◆ TASK MATERIAL ◆

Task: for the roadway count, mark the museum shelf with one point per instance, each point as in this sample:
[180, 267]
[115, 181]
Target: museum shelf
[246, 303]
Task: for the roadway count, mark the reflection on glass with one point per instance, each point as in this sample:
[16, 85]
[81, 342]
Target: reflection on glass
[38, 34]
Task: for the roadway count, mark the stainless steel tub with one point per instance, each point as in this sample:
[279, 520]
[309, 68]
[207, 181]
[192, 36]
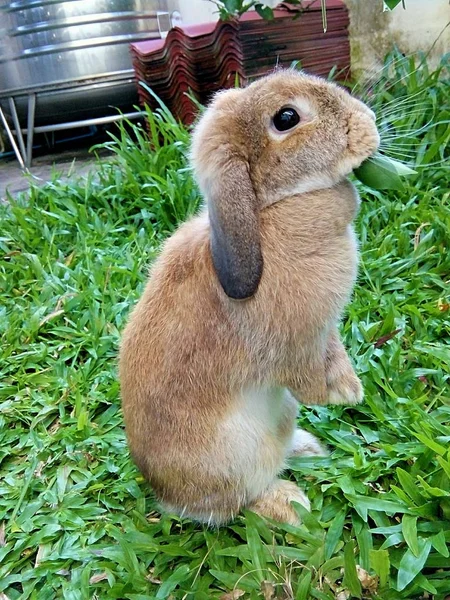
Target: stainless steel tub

◆ TASK DIRECTIONS ◆
Transcribe the whole of the data exactly, minus any pictures.

◆ RESULT ◆
Task: for the roadway count, mark the museum shelf with one point per instance, each point as in this sample:
[180, 267]
[115, 181]
Target: museum shelf
[246, 303]
Task: for the roadway count, mark the reflection on glass with one point per instance, each point as in this sample:
[16, 85]
[81, 342]
Target: reflection on glass
[38, 34]
Task: for the roadway count, mark the stainless steel tub with one point per instance, each point as in this sample:
[279, 520]
[309, 68]
[207, 181]
[192, 36]
Target: stainless steel tub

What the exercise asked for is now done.